Top of DATA

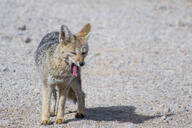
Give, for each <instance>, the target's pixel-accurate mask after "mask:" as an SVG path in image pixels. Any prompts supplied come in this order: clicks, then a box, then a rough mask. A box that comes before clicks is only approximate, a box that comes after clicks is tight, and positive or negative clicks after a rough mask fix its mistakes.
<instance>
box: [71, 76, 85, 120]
mask: <svg viewBox="0 0 192 128" xmlns="http://www.w3.org/2000/svg"><path fill="white" fill-rule="evenodd" d="M71 87H72V89H73V90H74V92H75V95H76V98H77V105H78V108H77V113H76V115H75V117H76V118H84V110H85V94H84V92H83V91H82V89H81V80H80V79H76V80H74V81H73V83H72V85H71Z"/></svg>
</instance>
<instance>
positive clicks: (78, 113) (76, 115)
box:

Bottom of DATA

=== WHAT THE TASK ASKS ===
How many lines of the records contain the string "path"? Case matters. Reply with the number alone.

=== RESULT BELOW ===
2